====== ARTICLE

In article , Percival P. Cassidy wrote:
On 05/06/08 06:39 pm Don Klipstein wrote:

When we moved into this house in Nov 2003, we replaced most of the bulbs
by Sylvania CFLs. Many of those have had to be replaced already; some
emitted "cooked electronics" smells at the end.

I'm going to go easy on the CFLs and hope that LEDs become more widely
available.


So, most of your CFLs lasted less than 5 years? How long would
incandescents have lasted?


Probably not as long, unless I had bought 130-volt ones. But the point
is that the CFLs did not last as long as is being claimed. Maybe the
fact that they were Sylvania has something to do with it: a few years
ago I bought a couple of packs of Sylvania incandescents, some of which
popped as soon as I flipped the switch and some of which lasted only a
day or two.


My experience with Sylvania, both CFL and incandescent, has been
generally good. I have been using maybe half a dozen Sylvania CFLs over
the past several years, and had 2 die young. One made it to maybe 3,000
operating hours IIRC and then "died young" in an enclosed ceiling fixture.

============
====== GIVEN RECORDS

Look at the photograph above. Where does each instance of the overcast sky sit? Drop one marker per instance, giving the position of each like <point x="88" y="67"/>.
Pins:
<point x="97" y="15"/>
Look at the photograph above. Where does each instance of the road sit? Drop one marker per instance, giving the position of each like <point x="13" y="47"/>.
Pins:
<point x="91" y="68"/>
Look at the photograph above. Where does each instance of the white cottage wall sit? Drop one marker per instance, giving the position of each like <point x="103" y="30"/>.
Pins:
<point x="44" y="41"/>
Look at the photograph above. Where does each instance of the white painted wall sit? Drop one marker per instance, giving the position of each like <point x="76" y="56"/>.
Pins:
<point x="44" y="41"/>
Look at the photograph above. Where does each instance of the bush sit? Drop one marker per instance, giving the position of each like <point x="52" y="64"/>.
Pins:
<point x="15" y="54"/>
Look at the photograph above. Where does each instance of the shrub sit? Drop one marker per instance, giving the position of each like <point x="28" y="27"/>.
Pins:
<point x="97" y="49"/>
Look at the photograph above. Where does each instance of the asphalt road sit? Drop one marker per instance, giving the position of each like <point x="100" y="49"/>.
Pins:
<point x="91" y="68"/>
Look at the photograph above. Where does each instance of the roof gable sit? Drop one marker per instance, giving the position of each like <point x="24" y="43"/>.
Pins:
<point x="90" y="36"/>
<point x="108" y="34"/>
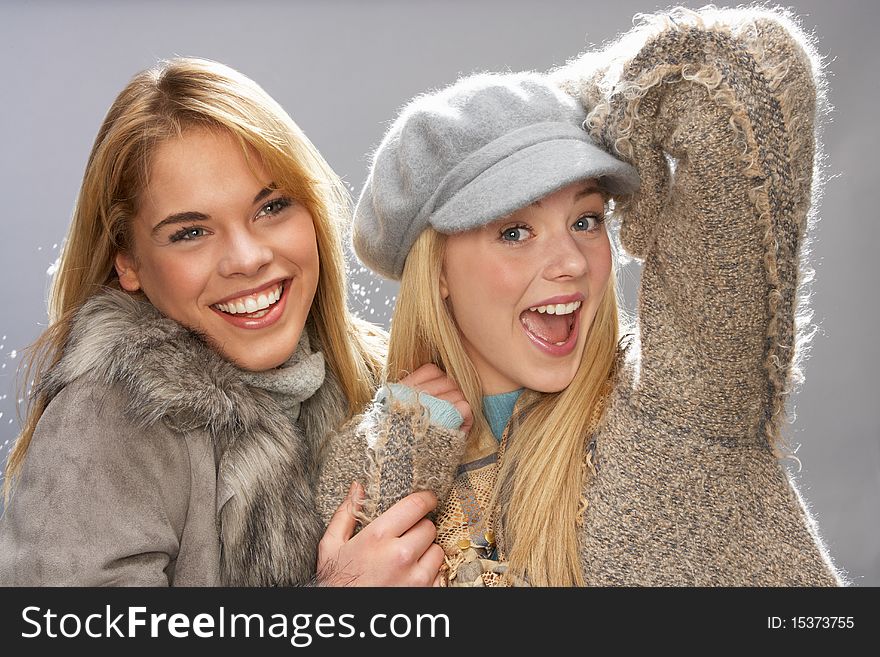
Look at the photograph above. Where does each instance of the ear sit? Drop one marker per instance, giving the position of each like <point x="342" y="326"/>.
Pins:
<point x="127" y="272"/>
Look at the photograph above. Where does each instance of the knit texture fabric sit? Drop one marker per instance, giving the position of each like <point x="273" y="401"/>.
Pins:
<point x="716" y="110"/>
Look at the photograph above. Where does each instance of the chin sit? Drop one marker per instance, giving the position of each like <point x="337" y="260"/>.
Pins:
<point x="256" y="362"/>
<point x="550" y="384"/>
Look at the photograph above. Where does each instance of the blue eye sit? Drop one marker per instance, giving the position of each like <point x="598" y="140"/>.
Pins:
<point x="274" y="206"/>
<point x="514" y="234"/>
<point x="587" y="223"/>
<point x="187" y="234"/>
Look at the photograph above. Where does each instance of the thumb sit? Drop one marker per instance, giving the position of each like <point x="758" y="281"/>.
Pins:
<point x="341" y="526"/>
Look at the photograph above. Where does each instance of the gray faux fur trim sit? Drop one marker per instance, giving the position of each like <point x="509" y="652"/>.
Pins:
<point x="269" y="528"/>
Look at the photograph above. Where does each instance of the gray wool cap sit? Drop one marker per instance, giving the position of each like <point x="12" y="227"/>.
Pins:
<point x="468" y="154"/>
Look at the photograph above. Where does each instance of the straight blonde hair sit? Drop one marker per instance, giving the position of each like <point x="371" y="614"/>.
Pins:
<point x="541" y="477"/>
<point x="161" y="103"/>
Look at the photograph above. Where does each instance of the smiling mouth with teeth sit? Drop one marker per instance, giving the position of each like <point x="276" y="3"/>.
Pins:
<point x="253" y="306"/>
<point x="551" y="324"/>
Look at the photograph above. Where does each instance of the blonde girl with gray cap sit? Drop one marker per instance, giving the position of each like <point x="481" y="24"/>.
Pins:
<point x="650" y="463"/>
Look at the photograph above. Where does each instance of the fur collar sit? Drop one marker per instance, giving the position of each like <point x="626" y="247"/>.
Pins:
<point x="268" y="521"/>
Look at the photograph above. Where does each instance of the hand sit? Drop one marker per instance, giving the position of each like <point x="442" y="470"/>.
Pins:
<point x="396" y="549"/>
<point x="431" y="380"/>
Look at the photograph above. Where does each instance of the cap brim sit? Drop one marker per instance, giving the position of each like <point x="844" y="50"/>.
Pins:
<point x="529" y="175"/>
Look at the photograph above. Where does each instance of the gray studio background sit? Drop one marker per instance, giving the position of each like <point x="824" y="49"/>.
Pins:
<point x="342" y="69"/>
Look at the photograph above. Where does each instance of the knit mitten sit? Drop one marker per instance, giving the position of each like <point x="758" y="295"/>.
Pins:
<point x="716" y="111"/>
<point x="394" y="449"/>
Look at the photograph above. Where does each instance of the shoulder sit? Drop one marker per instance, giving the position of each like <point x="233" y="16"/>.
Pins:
<point x="97" y="420"/>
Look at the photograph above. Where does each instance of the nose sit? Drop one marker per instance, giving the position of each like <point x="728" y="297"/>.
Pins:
<point x="244" y="255"/>
<point x="565" y="259"/>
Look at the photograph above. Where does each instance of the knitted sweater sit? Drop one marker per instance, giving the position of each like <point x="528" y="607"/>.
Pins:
<point x="716" y="111"/>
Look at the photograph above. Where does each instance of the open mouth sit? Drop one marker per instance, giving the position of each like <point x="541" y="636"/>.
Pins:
<point x="252" y="306"/>
<point x="553" y="324"/>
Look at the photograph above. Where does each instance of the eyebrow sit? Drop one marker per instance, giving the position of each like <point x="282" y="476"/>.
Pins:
<point x="588" y="189"/>
<point x="191" y="216"/>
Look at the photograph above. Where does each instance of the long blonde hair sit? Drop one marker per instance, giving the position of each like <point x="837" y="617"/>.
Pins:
<point x="542" y="472"/>
<point x="159" y="104"/>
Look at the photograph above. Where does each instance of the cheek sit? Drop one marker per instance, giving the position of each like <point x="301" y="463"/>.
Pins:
<point x="600" y="259"/>
<point x="483" y="292"/>
<point x="175" y="284"/>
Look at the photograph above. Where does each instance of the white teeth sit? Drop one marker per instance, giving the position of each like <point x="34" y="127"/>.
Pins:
<point x="557" y="309"/>
<point x="252" y="304"/>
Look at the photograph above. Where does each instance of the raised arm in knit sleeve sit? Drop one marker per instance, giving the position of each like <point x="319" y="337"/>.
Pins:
<point x="716" y="110"/>
<point x="99" y="501"/>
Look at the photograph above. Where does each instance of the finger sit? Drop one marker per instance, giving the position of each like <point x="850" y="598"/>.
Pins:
<point x="418" y="539"/>
<point x="403" y="514"/>
<point x="424" y="373"/>
<point x="464" y="409"/>
<point x="342" y="524"/>
<point x="439" y="387"/>
<point x="431" y="561"/>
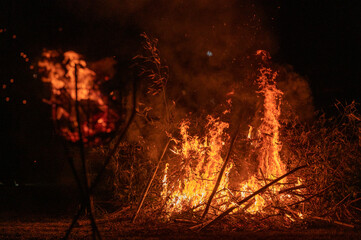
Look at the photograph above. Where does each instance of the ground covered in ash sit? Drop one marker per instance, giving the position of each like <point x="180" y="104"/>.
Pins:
<point x="45" y="212"/>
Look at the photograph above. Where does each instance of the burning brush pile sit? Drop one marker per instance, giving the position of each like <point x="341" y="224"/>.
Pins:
<point x="264" y="170"/>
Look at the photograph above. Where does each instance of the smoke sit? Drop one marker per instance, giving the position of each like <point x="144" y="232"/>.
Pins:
<point x="209" y="46"/>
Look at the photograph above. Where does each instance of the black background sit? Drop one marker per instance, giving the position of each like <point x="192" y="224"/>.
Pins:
<point x="321" y="39"/>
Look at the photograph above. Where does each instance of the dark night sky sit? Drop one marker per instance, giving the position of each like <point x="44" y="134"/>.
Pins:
<point x="321" y="39"/>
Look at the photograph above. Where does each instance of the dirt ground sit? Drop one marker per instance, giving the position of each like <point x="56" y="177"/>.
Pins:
<point x="50" y="229"/>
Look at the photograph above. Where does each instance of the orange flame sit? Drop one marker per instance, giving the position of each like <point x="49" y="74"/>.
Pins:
<point x="59" y="70"/>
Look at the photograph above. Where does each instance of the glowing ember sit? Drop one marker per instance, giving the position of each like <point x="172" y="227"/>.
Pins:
<point x="59" y="71"/>
<point x="201" y="162"/>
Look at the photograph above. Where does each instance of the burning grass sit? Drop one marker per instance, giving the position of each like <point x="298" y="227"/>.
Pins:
<point x="327" y="189"/>
<point x="278" y="173"/>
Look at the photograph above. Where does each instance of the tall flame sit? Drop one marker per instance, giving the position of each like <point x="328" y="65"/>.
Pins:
<point x="201" y="157"/>
<point x="201" y="163"/>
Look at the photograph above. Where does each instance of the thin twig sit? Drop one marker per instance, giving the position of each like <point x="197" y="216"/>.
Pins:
<point x="229" y="210"/>
<point x="220" y="175"/>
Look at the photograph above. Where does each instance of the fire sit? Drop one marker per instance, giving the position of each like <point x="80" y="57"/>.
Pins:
<point x="269" y="160"/>
<point x="201" y="158"/>
<point x="59" y="71"/>
<point x="201" y="162"/>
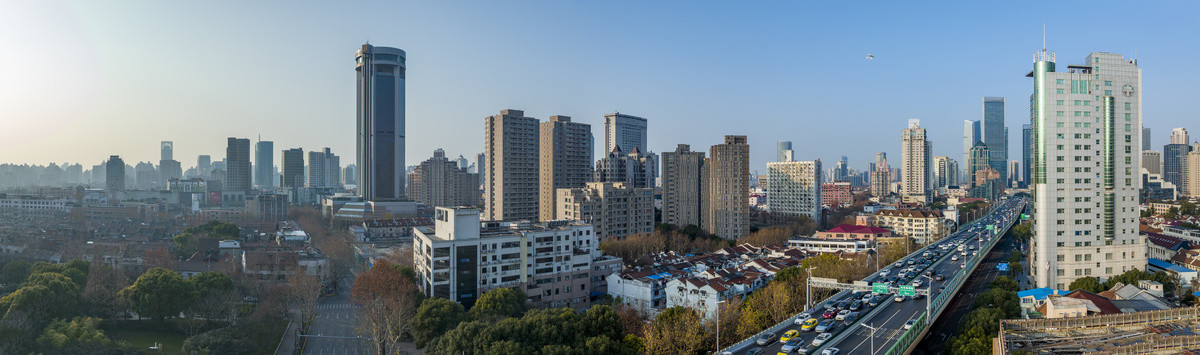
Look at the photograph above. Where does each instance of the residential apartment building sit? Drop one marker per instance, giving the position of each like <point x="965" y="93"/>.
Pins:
<point x="557" y="263"/>
<point x="510" y="146"/>
<point x="682" y="186"/>
<point x="565" y="160"/>
<point x="795" y="188"/>
<point x="923" y="226"/>
<point x="726" y="184"/>
<point x="439" y="181"/>
<point x="613" y="209"/>
<point x="1087" y="126"/>
<point x="916" y="155"/>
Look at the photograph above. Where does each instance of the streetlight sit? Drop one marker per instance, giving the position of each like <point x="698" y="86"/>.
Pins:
<point x="719" y="324"/>
<point x="873" y="336"/>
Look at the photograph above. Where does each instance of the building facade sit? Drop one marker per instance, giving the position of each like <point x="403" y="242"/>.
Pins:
<point x="564" y="161"/>
<point x="1087" y="130"/>
<point x="726" y="182"/>
<point x="438" y="181"/>
<point x="917" y="172"/>
<point x="613" y="209"/>
<point x="381" y="121"/>
<point x="682" y="186"/>
<point x="796" y="188"/>
<point x="510" y="188"/>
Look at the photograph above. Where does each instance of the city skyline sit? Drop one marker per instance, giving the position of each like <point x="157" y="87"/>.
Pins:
<point x="318" y="109"/>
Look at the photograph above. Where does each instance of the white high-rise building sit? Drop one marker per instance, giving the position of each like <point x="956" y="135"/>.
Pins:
<point x="1086" y="124"/>
<point x="917" y="173"/>
<point x="795" y="188"/>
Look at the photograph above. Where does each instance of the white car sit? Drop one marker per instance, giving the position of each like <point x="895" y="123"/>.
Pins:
<point x="820" y="340"/>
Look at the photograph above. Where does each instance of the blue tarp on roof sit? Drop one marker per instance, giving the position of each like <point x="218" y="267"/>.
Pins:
<point x="1165" y="265"/>
<point x="1041" y="294"/>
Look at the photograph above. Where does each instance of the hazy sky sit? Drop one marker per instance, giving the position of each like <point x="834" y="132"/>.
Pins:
<point x="83" y="80"/>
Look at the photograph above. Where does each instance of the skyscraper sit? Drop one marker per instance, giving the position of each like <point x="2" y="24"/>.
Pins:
<point x="971" y="134"/>
<point x="916" y="156"/>
<point x="237" y="164"/>
<point x="564" y="161"/>
<point x="726" y="182"/>
<point x="784" y="151"/>
<point x="324" y="169"/>
<point x="293" y="168"/>
<point x="1175" y="158"/>
<point x="264" y="164"/>
<point x="1145" y="138"/>
<point x="995" y="134"/>
<point x="627" y="131"/>
<point x="795" y="188"/>
<point x="1087" y="126"/>
<point x="114" y="174"/>
<point x="510" y="188"/>
<point x="682" y="186"/>
<point x="381" y="122"/>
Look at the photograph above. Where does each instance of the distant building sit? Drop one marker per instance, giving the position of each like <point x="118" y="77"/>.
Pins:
<point x="682" y="188"/>
<point x="613" y="209"/>
<point x="461" y="258"/>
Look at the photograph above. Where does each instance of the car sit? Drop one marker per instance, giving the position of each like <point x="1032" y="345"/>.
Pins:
<point x="910" y="324"/>
<point x="790" y="335"/>
<point x="766" y="340"/>
<point x="851" y="318"/>
<point x="809" y="324"/>
<point x="791" y="346"/>
<point x="802" y="318"/>
<point x="825" y="326"/>
<point x="821" y="338"/>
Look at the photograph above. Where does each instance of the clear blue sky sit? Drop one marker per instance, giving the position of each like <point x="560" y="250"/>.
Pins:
<point x="82" y="80"/>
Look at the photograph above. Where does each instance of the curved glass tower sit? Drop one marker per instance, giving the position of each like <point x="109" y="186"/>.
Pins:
<point x="381" y="122"/>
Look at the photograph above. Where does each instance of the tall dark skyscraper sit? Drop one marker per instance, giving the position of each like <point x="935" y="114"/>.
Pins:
<point x="995" y="134"/>
<point x="264" y="164"/>
<point x="114" y="174"/>
<point x="293" y="168"/>
<point x="381" y="122"/>
<point x="238" y="164"/>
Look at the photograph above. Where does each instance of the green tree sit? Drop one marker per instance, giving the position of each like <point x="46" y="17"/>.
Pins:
<point x="433" y="318"/>
<point x="82" y="332"/>
<point x="1087" y="284"/>
<point x="15" y="272"/>
<point x="160" y="293"/>
<point x="498" y="304"/>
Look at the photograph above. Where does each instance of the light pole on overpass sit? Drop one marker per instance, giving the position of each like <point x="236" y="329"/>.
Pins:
<point x="873" y="336"/>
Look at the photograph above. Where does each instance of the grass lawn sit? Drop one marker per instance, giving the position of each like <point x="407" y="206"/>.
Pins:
<point x="143" y="338"/>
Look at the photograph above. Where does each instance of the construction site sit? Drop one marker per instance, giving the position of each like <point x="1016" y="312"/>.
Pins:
<point x="1168" y="331"/>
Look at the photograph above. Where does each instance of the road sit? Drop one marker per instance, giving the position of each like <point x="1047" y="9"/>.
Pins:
<point x="334" y="328"/>
<point x="889" y="317"/>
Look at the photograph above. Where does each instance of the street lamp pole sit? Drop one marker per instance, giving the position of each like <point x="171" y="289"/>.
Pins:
<point x="873" y="336"/>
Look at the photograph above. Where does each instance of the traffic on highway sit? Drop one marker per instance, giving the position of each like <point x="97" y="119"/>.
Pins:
<point x="899" y="295"/>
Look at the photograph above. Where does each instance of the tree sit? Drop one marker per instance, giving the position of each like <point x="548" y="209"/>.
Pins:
<point x="435" y="318"/>
<point x="160" y="293"/>
<point x="1087" y="284"/>
<point x="81" y="332"/>
<point x="498" y="304"/>
<point x="389" y="301"/>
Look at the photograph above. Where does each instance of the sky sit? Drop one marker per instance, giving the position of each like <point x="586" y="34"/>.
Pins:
<point x="81" y="80"/>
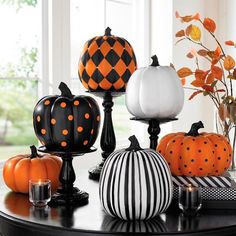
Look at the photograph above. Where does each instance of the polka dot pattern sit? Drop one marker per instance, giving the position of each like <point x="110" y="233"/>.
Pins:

============

# STATED PROBLEM
In the thread on compact fluorescent bulbs, about how many operating hours did the CFL that "died young" in an enclosed ceiling fixture reach?

# REPLY TO THE EXERCISE
About 3,000 operating hours.